» **Article**

^^^^^^^^^^^^^^^^

At first, state-owned firms may have a more comparative advantage than the private sector, given the state’s ability to facilitate or create entry barriers and to obtain a lower cost of capital because of their access to tax revenues. Populist governments may be favored because they have firms that are not economically viable to prevent an increase in unemployment rates or to maintain the production of basic need services and staples (Pedersen & Thomsen, 2003).
According to Lazzarini (2011), in Brazil, when a firm is under state control, the government is able to articulate strategies directly and indirectly with other firms through equity participation or public funding, extending part of its control rights to the private sector too. Typically, these firms are grouped together into economic groups composed of business units that have the same controlling partners and that often have mutually coordinated operating strategies.
Known for having close ties with politicians, they are much more likely to have access to inside information and can easily identify potential investment opportunities, bank funding and future synergies estimation in M&A activities (Brockman, Rui, & Zou, 2013). Moreover, these social and political ties can lead to a negative action, exacerbating agency problems and leading to acquisitions with high power of wealth destruction (Dittmann, Maug, & Schneider, 2008), including even expropriation of outside investors.
Thus, considering the state’s power of action and the low institutional capability to control the opportunistic behavior of governments as shareholders of listed firms in Brazil (recent governance scandals of Petrobras, Eletrobras and public banks), it is proposed:
(State control). Firms whose majority shareholder is the state are more likely to experience M&A transactions.
2.1.3 Foreign control.
Represented by pension funds, universities and endowment funds, institutional investors thrive the most in developed economies (Andriosopoulos & Yang, 2015) and have become the predominant actors in the financial markets during the second half of the twentieth century.
Being considered one of the most important participants in the capital market, in general, the benefits that these investors bring to firms are more closely related to their internal and external monitoring capability. That is due to their proximity to managers and boards, really decreasing the incentives for possible opportunistic behavior in the face of the possibility of collecting and disseminating information in the stock market (Choe, Kho, & Stulz, 2005).
These investors are responsible for moving significant volumes within the economy and have great advantages in terms of financial support, besides being excellent at spotting favorable business opportunities (Chen, Johnson, Lin, & Liu, 2009). In addition, they are always working with diversified worldwide portfolios and preferences that include direct foreign investment decisions in underexploited riskier regions that allow high economic returns in their portfolios (Lien & Filatotchev, 2015). For Safarian (2003), as the environment becomes more complex, the possibility of acquisition increases, considering that the constitution of a new ownership structure can safeguard the viability and integrity of transactions in the acquisition.
In particular, the long-term view of these investors is justified by two crucial points:
their investment in firms is so high that it reduces the business exit flexibility; and
a highly diversified securities portfolio allows them to spread risks (Datta, Musteen, & Herrmann, 2009).
In this sense, considering the growth opportunities of foreign investors in Brazil, and that the institutional environment of low protection for investors demands the internalization of transaction costs through an M&A, it is suggested that:
(Foreign control). Firms whose majority shareholder is a foreigner institutions or companies are more likely to experience M&A transactions.
To test the proposed hypothesis, all firms listed in B3 between 1998 and 2007 were used as an initial sample. Financial firms were excluded for being subjected to specific regulation and also were those without complete information on all variables (dependent, explanatory and control). The final sample comprises 2,428 firm/year observations based on 429 firms in total.

^^^^^^^^^^^^^^^^

» **Task to complete**
Could you carry on the article above on ownership control and M&A among Brazilian firms, starting right after its last sentence?

Excerpts of location labeling data
^^^^^^^^^^^^^^^^

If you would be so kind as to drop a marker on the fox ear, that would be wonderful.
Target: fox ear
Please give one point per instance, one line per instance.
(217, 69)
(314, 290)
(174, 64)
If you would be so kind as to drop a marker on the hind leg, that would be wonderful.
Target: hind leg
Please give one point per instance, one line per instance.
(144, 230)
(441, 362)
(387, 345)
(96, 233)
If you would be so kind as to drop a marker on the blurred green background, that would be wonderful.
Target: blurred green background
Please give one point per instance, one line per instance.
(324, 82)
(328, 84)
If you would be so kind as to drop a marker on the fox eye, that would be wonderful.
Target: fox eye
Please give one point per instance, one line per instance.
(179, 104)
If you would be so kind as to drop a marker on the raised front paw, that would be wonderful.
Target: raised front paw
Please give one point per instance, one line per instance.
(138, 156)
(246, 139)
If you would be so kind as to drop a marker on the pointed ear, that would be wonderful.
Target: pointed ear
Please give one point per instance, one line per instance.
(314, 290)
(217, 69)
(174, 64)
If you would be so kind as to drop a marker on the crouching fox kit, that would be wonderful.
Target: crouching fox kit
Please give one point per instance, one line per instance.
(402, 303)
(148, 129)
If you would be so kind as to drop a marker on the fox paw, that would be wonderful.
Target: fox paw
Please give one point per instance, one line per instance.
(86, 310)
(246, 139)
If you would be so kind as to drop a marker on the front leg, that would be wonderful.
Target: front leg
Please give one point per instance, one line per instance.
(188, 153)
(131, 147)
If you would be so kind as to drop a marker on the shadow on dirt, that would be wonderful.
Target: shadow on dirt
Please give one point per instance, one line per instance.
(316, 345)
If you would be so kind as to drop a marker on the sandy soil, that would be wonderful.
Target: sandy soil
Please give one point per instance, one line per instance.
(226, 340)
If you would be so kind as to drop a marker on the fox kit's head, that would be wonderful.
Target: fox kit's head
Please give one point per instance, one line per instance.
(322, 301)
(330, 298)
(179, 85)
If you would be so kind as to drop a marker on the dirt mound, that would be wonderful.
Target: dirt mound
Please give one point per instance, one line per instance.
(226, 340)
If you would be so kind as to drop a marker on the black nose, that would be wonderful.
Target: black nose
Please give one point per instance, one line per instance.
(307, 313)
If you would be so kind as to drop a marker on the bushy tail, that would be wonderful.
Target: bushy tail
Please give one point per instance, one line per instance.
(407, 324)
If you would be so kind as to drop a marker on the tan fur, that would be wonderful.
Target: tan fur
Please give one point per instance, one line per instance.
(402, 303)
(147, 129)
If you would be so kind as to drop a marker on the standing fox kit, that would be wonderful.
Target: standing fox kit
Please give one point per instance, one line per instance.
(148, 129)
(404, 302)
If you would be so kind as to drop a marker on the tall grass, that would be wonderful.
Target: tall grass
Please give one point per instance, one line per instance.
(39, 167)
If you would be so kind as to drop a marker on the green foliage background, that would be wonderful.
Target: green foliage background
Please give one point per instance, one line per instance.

^^^^^^^^^^^^^^^^

» **Response below**
The choice of reviewing the period between 1998 and 2007 was due to the fact that empirical studies have shown that controlling shareholders – families, in particular – exhibit a different investment behavior between periods of growth and crisis (Lins, Volpin, & Wagner, 2013). Therefore, considering periods after 2007 would imply studying a crisis period, which would possibly affect our findings. In this paper, we intend to analyze the M&A decisions before the international financial crisis, although a future analysis of the differences between periods with and without crisis is also suggested.
M&A data were collected from the Zephyr database, as it provides a comprehensive and well-known source of M&A transactions information (Bollaert & Delanghe, 2015). Pieces of accounting and financial information come from Economatica, already considering inflationary effects.
3.2.1 Dependent variable.
The dependent variable for the M&A occurrence is measured by a binary variable that takes a value of 1 when a given firm has performed some M&A transaction in the year t, regardless of the number of transactions performed, and 0 (zero) when the firm has performed no transactions.
For this analysis, the M&A included regarded any possible transactions provided that the Bureau van Dijk’s criteria were met for the following definition: acquisition – any agreement where the acquirer has a final interest equal or superior to 50 per cent; merger – a transaction made by the exchange of shares between firms (Bollaert & Delanghe, 2015).
3.2.2 Independent variable.
The concept of ownership structure was measured by the variables: concentration of voting rights of the majority shareholder and typology identification when the majority shareholder is also the controller.
To test both H1a and H1b, the concentration of voting rights (Top 1 – voting rights) measured in percentage varying from 0 to 100 was used. Therefore, the closer to 100, the more concentrated the ownership is on the hands of the majority shareholder, here represented by the holder of the majority of voting rights shares, directly or indirectly, through a pyramidal structure or multiple classes of shares. In addition, specifically for H1b, the excess control rights (ECR) variable, which is equal to 1 when the majority shareholder holds more voting rights than cash flow rights, is also included.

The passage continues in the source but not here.